#### Alıştırma Koşulları:
1. Galatasaray maçıyla ilgili metne göre hakem hangi oyuncunun sahayı karıştırmak için yaptığı çirkinliklere göz yumdu?
2. Galatasaray maçıyla ilgili metni son cümlesinden sonra sürdürün.

===== Verilen Alıntı =====

Galatasaray'da Berkin Arslan, Cem Sulyan ve Semih Oğuz'u beğendim(üçüde prof). Galatasaray'ın profesyonel yaptığı bir başka oyuncu olan 8 numara Bilal Özhan'ın sahayı karıştırmak adına yaptığı her türlü çirkinliğe göz yuman hakemede notum zayıftır. Keza aynı hakem Galatasaray'ın iki dakika içerisinde 1,5 penaltısını da görmezlikten geldi, bunu da belirtmezsek olmaz sanırım.
6 yorum:
beykanın bayadır oynamamasının sebebi hakkında bi bilgin var mı?
Malesef. Öğrendiğimde paylaşırım.
onur karakabak manisaya verildi ilk maçta yedek kulübesinde oturdu onun dışında ne kadroya ne aldıalr ne a2 takımı ile maça çıktı...yani insan merak ediyor madem oynatmayacaksınız ne diye alıyorsunuz diye:(
Bağlayıcı sözleşmeler yapmak gerekiyor böyle oyuncuları verirken..

===== Kayıtlar =====

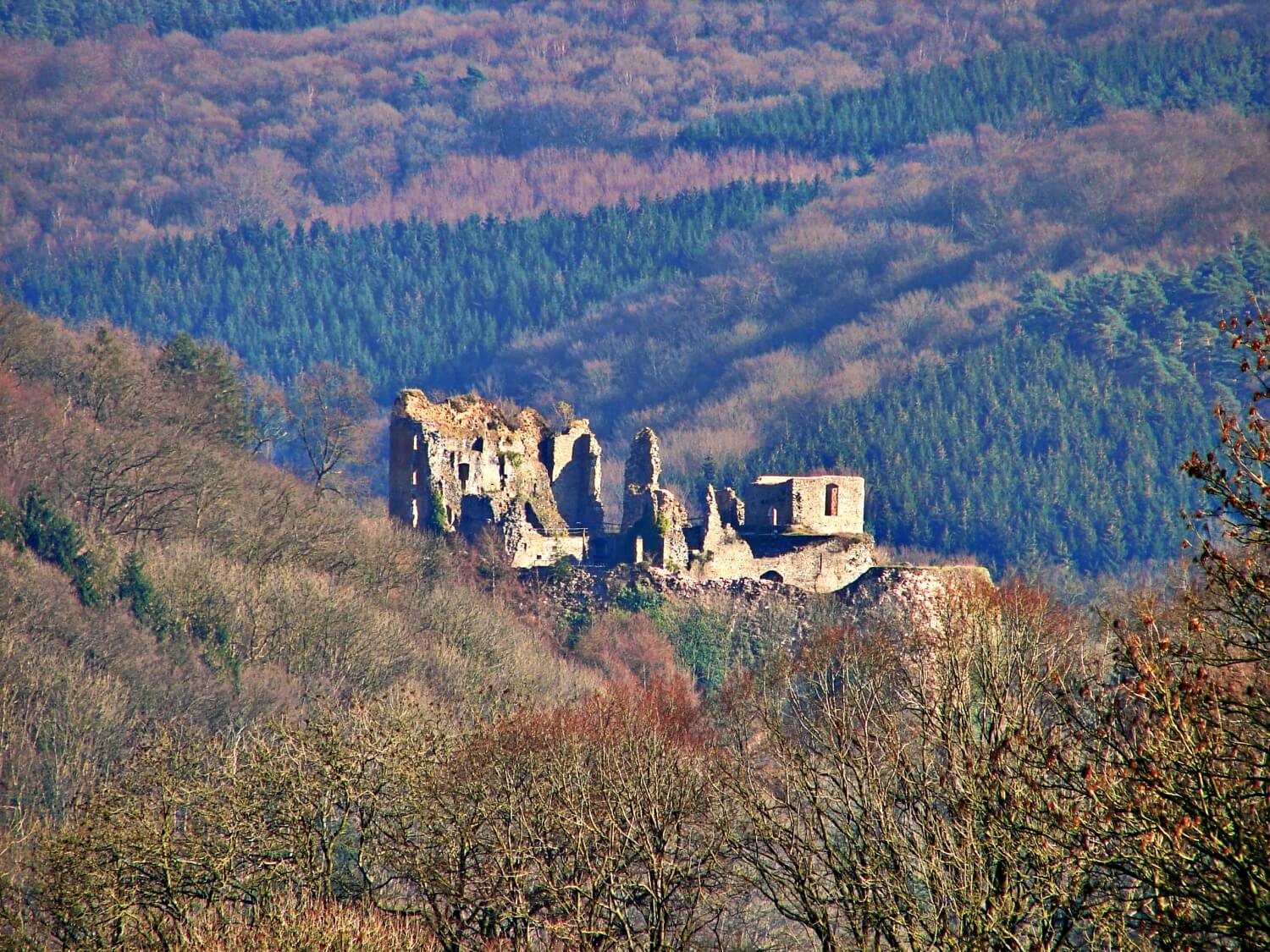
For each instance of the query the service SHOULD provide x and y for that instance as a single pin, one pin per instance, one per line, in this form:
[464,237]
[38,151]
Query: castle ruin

=====
===== Kayıtlar =====

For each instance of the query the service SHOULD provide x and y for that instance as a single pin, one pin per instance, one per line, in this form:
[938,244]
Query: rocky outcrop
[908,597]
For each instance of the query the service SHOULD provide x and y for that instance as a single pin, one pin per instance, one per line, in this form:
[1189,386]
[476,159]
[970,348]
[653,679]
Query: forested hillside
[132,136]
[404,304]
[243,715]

=====
===== Kayıtlar =====

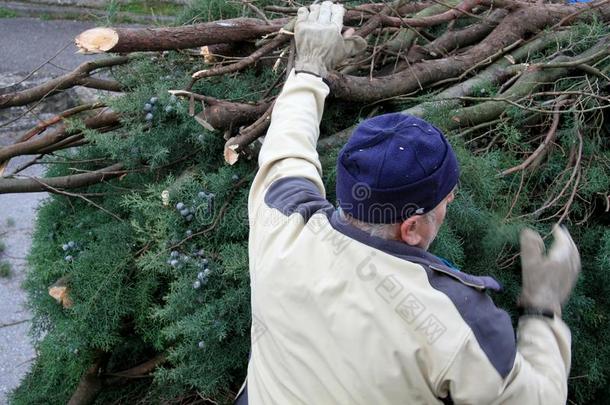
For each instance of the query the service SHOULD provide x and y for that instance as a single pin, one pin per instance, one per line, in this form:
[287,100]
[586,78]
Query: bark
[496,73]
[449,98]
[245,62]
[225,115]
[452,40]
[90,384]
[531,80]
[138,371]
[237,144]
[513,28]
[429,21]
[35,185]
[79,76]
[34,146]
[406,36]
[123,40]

=====

#### Görev Çıktıları:
1. 8 numara Bilal Özhan'ın.

2.
Beykan'ın da sağ el bileği kırılmış.
berk elitez kişilk bakımından nasıl bir futbolcu yani bencil mi agresif mi çirkef mı azimli mi hırslı mi böyle özellikler var mı?
Berk Elitez'i yakından tanımıyorum pek. Çok yakınında olanlarda bu tip konularda keskin ve olumsuz konuşamıyorlar. Saha içinde sert ve çirkef. Kezman gibi sağlam çalışıyor belaltı filan. Saha dışında da cool bir arkadaşa benziyor. Benim gözlemlerim bu yönde...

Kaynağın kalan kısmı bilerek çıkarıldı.